TEXT SEGMENT ▸
****************************************

The lamp array according to the invention can be used advantageously also in automotive applications. For instance in the headlamp area, at least individual LED lamp systems of a LED lamp array can have IR radiation-emitting LED elements, for example for supporting night vision devices.

These and other aspects of the invention are apparent from and will be elucidated, by way of non-limitative example, with reference to the embodiment(s) described hereinafter. In the drawings,

FIG. 1 is a perspective view of a lamp system according to the invention,

FIG. 2 is a sectional view of a lamp system shown in FIG. 1,

FIG. 3 is a sectional view through a grouping of lamp systems,

FIG. 4 is a perspective view of a grouping as shown in FIG. 3,

FIG. 1 shows a lamp system in accordance with the invention, which is formed, for example, by a chamber-collimator combination comprising a chamber 1 with four highly reflective sidewalls 2, which are at an angle with respect to a base surface. The base surface is formed by the radiation surface 3 of an LED element 4, which is arranged on a base plate 5. The radiation surface 3 represents the light entrance face of the chamber 1. An upper boundary surface of the chamber 1 forms a radiation opening 6 facing the radiation surface 3. Consequently, the chamber 1 has the shape of a truncated pyramid. The radiation opening 6 is in turn the base surface of a collimator 7, which also has the shape of a truncated pyramid but placed inverted: Its four highly reflective side walls 8 flare upwards to an outcoupling opening 9, which has dimensions corresponding to those of the radiation surface 3. The chamber-collimator combination is thus formed from two different truncated pyramids set one on top of the other and can be inscribed in a cuboid (shown in broken lines). The larger length of its rectangular side faces corresponds to the total of the heights of the chamber 1 and the collimator 7, and the dimensions of its square end faces are those of the radiation surface 3 or of the outcoupling opening 9.
A fluorescent layer 10 is applied on the radiation surface 3 of the LED element 4. Since the radiation surface forms the base area 3 of the chamber 1, the fluorescent layer 10 is already inside the chamber 1.
FIG. 2 shows the interaction of chamber 1 and collimator 7. The radiation emitted by LED element 4 penetrates through the fluorescent layer 10 and is radiated non-directionally into the chamber 1 by said fluorescent layer. Due to said non-directional radiation of the light from the LED elements 4, radiation from an LED element 4 can be radiated not only into the chamber 1 assigned to it, but quite possibly also into the neighboring chamber 1. In the chamber 1, it is radiated either directly through the radiation opening 6 into the collimator 7 or reflected by the reflecting sidewalls 2 and the fluorescent layer 10 till it leaves the chamber 1 through the radiation opening 6. As the radiation opening 6 is smaller than the radiation surface 3 of the LED element 4, which radiation opening must however pass the entire luminous power emitted at the radiation surface 3, there is a higher luminance at the radiation opening 6 than at the radiation surface 3 of the LED element 4. At the same time, the light issuing from the radiation opening 6 is much more directed than that emitted from the radiation surface 3. The scatter losses of the chamber-collimator combination are therefore very low.

****************************************

GOAL ▸
Copy the LED lamp text between "The lamp array" and "night vision devices.", inclusive. Rely only on the LED lamp text.

****************************************

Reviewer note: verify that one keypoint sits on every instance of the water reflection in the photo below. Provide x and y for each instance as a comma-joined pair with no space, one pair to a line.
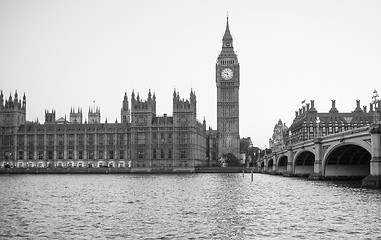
189,206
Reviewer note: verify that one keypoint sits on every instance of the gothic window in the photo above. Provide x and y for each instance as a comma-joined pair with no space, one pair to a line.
21,155
40,154
30,155
141,138
140,153
183,154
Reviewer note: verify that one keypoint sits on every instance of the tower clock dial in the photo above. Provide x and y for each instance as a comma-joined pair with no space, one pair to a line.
227,74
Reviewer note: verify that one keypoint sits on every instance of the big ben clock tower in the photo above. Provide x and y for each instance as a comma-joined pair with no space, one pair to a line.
227,81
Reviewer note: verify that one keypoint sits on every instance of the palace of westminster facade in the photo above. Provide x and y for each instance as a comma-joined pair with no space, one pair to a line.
141,141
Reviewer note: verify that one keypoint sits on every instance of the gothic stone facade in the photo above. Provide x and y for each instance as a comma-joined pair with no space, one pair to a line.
147,143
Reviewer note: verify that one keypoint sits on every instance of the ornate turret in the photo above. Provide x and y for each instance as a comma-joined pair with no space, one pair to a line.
143,111
76,117
94,115
125,111
12,111
50,117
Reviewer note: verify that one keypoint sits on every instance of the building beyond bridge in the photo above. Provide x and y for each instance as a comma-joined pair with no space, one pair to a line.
328,145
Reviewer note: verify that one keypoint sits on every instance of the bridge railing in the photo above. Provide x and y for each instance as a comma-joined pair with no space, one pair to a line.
299,139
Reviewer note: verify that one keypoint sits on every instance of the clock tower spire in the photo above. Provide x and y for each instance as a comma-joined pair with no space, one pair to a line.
227,82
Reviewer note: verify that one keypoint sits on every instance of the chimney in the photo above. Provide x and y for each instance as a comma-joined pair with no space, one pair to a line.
358,108
333,108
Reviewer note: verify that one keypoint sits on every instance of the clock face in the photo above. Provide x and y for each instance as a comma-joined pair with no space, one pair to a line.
227,74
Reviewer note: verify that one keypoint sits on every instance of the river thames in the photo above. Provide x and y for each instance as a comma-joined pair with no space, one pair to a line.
185,206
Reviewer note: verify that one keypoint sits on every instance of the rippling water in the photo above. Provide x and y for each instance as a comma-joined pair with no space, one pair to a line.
185,206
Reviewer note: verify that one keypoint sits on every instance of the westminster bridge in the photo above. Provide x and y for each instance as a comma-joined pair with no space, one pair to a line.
353,153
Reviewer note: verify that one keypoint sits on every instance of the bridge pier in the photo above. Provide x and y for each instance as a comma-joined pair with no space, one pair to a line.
290,163
374,179
318,164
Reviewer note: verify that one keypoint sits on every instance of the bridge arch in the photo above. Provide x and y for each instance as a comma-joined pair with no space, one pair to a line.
270,164
349,159
282,164
304,163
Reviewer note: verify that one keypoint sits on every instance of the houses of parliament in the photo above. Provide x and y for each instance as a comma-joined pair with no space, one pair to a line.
141,141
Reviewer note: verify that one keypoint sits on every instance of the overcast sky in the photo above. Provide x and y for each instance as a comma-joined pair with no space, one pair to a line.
65,54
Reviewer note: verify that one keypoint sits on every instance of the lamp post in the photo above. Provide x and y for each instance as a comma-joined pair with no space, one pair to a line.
318,127
375,101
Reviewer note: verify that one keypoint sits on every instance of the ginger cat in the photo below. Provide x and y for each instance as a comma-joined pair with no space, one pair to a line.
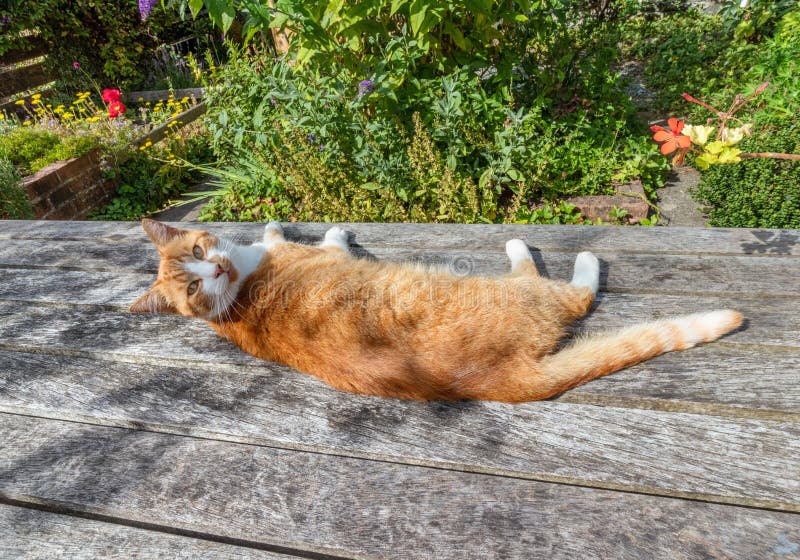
402,330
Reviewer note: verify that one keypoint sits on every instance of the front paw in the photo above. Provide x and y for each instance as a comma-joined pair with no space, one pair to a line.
336,237
272,231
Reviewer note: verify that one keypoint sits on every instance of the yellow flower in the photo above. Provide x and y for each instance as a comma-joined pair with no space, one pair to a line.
732,136
698,133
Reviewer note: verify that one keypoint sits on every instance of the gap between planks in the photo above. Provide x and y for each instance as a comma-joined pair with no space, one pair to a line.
37,531
583,396
748,503
57,508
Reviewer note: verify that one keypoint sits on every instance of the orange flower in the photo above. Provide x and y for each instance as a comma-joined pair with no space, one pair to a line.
672,139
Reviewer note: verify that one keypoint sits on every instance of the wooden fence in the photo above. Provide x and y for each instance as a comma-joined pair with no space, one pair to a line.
21,70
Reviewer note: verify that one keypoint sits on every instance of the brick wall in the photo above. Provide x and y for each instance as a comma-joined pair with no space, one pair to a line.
69,190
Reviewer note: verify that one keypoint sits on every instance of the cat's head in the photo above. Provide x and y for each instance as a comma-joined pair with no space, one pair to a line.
196,275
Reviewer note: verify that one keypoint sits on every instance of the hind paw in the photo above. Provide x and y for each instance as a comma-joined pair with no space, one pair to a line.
587,271
273,233
336,237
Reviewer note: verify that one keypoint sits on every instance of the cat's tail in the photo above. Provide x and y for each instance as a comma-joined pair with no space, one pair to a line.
598,355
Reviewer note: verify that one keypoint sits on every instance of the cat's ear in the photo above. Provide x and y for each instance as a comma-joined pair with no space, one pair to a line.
161,234
152,302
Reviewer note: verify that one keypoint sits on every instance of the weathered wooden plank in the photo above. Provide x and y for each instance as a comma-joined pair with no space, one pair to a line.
740,275
768,320
748,378
22,78
464,236
32,534
117,289
750,462
357,508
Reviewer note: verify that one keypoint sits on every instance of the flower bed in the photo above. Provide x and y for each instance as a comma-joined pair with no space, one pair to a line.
69,190
142,159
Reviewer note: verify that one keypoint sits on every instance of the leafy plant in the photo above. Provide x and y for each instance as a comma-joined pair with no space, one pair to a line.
14,204
758,193
110,41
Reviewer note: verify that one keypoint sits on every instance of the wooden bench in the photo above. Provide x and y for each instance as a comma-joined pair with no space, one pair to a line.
128,435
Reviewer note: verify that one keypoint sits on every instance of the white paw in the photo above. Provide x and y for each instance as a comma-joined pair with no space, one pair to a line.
518,252
273,233
273,228
587,271
336,237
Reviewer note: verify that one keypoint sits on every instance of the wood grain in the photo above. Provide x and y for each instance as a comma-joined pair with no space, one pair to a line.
768,321
357,508
750,462
712,374
31,534
677,240
713,275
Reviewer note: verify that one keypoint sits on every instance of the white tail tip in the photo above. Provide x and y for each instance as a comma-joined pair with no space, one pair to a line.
708,326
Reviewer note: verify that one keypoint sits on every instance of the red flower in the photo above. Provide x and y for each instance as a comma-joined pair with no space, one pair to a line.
115,109
672,139
111,95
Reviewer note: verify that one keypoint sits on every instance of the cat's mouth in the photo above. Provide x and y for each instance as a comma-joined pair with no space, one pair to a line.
223,268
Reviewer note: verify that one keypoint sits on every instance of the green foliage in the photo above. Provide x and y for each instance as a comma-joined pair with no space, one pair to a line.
315,143
714,58
14,203
150,179
108,39
32,148
756,193
561,213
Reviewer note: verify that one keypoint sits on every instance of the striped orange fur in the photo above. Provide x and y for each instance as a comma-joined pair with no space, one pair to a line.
401,330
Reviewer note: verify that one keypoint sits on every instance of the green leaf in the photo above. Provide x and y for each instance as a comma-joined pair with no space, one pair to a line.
714,148
417,10
195,6
396,5
514,175
485,176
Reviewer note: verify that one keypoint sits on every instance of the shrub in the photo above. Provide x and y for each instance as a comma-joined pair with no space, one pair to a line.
110,40
31,148
331,144
153,177
756,193
14,204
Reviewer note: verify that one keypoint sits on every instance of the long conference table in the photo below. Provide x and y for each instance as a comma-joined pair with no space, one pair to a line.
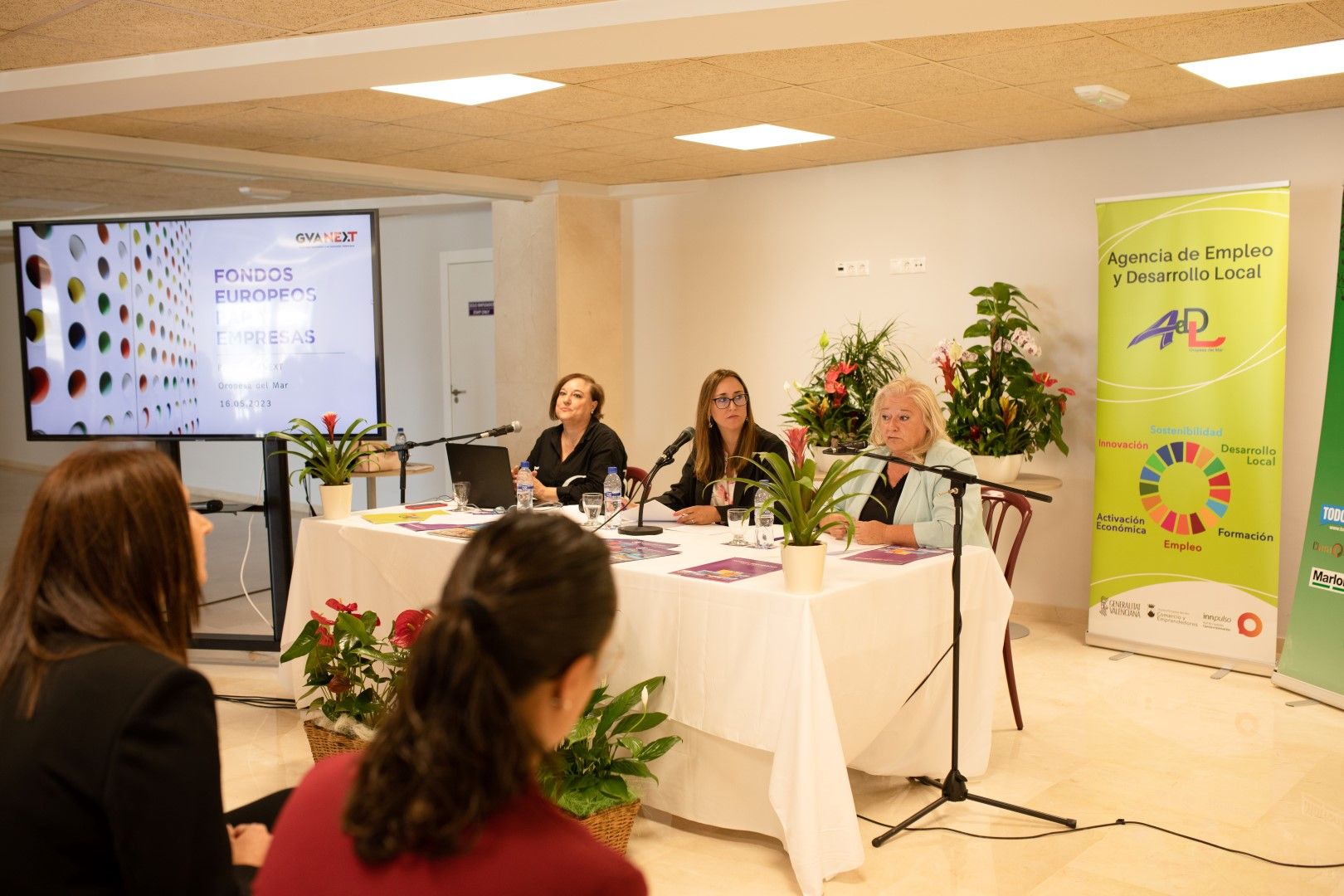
774,694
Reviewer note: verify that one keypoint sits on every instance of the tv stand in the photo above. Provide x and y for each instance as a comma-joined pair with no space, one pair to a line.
279,540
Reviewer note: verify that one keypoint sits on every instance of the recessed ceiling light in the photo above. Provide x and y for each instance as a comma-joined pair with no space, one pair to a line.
756,137
264,193
1101,95
474,91
1265,67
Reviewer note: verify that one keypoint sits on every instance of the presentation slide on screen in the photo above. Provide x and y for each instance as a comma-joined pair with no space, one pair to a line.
197,328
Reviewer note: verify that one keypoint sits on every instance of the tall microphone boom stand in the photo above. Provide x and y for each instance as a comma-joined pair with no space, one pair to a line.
955,783
403,453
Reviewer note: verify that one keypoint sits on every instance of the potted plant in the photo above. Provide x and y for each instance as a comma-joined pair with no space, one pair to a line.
353,670
801,504
835,402
327,458
587,774
999,406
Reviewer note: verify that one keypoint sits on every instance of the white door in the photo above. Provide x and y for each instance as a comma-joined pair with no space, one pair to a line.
468,282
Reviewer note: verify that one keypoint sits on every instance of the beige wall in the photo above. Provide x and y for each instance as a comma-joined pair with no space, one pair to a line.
739,275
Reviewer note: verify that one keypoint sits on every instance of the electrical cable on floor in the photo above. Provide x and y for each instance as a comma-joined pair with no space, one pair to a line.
1118,822
260,702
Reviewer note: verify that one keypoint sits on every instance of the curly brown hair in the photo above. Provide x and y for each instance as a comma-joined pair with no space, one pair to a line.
530,594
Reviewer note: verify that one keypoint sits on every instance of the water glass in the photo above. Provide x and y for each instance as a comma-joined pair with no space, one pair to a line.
765,528
738,527
592,503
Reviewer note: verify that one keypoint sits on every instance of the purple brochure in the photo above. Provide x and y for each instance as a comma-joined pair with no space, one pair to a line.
898,555
730,570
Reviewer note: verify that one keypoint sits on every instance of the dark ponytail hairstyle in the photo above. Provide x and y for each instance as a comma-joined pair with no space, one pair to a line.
530,594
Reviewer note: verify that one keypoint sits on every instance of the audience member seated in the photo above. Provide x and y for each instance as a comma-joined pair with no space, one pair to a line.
894,504
572,458
110,763
724,434
446,798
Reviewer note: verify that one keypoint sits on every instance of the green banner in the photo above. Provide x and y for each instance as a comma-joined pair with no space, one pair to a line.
1191,327
1313,650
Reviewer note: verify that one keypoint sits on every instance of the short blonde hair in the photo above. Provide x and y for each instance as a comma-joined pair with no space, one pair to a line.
923,399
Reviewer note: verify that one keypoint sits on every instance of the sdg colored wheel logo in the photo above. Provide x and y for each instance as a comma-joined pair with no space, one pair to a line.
1185,488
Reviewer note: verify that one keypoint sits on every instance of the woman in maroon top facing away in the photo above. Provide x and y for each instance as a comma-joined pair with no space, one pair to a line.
444,800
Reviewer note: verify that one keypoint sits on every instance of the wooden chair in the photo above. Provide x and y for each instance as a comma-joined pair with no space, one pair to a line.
635,476
995,505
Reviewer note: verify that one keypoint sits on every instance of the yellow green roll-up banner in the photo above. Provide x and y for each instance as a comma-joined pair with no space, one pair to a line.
1191,331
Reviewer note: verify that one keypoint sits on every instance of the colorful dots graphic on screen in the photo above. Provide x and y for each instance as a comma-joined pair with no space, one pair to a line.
1185,488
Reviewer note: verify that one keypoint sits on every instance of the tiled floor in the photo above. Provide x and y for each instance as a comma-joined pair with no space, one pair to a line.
1142,739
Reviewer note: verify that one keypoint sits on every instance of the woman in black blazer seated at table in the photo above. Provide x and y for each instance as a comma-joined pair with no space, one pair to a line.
724,431
572,458
110,763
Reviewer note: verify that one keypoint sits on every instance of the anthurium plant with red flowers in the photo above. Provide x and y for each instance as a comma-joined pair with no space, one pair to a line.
997,403
325,455
835,402
353,672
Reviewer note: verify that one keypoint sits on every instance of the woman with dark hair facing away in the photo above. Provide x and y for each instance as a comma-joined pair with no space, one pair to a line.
724,433
110,763
572,458
446,798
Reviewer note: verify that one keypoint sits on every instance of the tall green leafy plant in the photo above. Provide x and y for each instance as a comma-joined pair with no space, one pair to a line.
835,402
793,492
997,403
325,457
589,770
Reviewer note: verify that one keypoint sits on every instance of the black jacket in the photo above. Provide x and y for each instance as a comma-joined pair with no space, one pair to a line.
587,464
113,785
691,492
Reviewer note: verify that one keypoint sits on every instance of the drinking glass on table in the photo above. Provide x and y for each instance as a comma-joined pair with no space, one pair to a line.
592,503
738,527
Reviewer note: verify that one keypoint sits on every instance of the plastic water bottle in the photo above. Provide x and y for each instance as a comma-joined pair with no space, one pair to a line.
524,486
611,497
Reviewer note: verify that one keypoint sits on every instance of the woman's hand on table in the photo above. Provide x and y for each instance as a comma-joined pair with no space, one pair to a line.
699,514
873,533
835,525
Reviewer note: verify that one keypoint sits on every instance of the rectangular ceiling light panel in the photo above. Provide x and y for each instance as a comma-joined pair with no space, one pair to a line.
1291,63
756,137
474,91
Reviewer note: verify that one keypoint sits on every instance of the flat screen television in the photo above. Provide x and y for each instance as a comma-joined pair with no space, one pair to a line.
197,328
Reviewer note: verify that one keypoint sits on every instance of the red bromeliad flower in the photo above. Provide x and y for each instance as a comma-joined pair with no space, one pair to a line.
797,438
407,626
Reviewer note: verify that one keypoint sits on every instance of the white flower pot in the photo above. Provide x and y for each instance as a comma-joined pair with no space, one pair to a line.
336,501
802,567
997,469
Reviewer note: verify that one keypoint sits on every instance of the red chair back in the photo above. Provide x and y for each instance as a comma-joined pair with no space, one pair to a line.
995,505
635,476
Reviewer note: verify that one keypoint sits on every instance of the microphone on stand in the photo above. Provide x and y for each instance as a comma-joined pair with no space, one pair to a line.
639,528
502,430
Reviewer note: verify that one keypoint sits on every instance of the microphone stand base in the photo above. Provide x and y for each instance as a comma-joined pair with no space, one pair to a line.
640,529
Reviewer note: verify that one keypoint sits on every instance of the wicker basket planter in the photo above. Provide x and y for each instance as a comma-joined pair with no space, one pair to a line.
611,826
329,743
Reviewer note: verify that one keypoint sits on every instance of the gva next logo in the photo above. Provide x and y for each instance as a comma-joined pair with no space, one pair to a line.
1192,321
329,238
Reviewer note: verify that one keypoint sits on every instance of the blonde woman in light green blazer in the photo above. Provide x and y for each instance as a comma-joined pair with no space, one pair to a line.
908,422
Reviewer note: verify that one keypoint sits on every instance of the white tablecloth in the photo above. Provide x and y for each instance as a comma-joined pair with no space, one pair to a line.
774,694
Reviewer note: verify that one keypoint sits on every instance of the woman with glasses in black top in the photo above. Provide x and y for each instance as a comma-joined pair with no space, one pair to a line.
724,434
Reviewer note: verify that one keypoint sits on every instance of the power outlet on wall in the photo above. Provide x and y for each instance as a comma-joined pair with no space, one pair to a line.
914,265
852,269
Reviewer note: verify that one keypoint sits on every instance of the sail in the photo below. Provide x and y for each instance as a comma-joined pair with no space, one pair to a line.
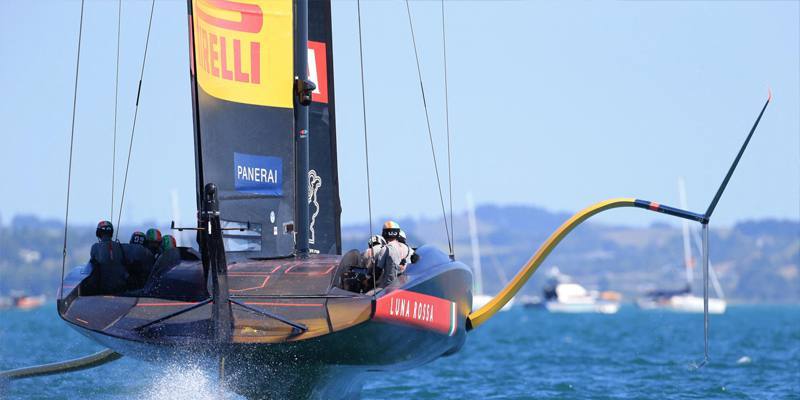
325,209
242,65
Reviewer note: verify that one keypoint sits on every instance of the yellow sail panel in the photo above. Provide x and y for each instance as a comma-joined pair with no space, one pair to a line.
244,50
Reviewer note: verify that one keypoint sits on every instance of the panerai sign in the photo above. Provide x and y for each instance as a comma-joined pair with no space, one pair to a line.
258,174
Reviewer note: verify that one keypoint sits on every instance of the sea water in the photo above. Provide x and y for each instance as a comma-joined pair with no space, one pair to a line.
522,353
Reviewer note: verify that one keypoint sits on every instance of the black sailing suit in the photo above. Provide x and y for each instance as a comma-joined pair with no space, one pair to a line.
109,275
140,263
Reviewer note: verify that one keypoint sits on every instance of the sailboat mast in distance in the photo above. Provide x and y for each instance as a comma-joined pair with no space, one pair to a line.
475,244
688,261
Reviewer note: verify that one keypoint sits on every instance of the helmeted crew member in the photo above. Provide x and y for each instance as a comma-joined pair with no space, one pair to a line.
393,257
412,257
170,258
108,263
153,241
140,260
370,255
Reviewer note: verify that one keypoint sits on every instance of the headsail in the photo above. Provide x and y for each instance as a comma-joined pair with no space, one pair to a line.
243,66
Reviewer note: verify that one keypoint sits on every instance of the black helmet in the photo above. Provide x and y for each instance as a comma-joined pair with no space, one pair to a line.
153,239
168,242
138,238
391,230
104,229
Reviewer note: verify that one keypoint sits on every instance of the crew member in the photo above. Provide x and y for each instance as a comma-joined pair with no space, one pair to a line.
412,256
393,257
140,260
108,274
170,258
369,258
153,241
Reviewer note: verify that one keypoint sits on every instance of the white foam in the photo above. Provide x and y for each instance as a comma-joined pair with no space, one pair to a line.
744,360
187,382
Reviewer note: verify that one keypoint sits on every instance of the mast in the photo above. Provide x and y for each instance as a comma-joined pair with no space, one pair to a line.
198,164
688,261
476,247
303,90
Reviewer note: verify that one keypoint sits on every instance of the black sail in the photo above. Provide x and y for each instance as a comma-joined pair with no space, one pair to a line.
323,177
243,77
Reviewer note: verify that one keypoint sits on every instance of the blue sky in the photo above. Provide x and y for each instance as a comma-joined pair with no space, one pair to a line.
557,104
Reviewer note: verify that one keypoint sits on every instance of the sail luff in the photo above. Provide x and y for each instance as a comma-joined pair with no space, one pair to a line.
302,101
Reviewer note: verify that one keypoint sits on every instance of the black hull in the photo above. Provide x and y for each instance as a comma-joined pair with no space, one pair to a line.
330,365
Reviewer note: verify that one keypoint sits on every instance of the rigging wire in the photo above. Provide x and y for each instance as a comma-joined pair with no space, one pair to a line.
116,98
430,134
447,126
135,115
71,143
366,143
364,114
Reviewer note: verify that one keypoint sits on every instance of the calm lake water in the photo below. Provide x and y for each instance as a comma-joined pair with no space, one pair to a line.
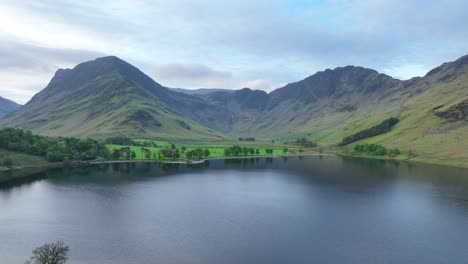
311,210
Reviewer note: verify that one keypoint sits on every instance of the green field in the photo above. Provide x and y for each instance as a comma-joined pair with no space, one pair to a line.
216,150
22,159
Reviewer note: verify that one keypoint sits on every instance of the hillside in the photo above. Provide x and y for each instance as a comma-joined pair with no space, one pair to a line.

****************************************

SOLUTION TO THIS TASK ▸
The lamp array according to the invention can be used advantageously also in automotive applications. For instance in the headlamp area, at least individual LED lamp systems of a LED lamp array can have IR radiation-emitting LED elements, for example for supporting night vision devices.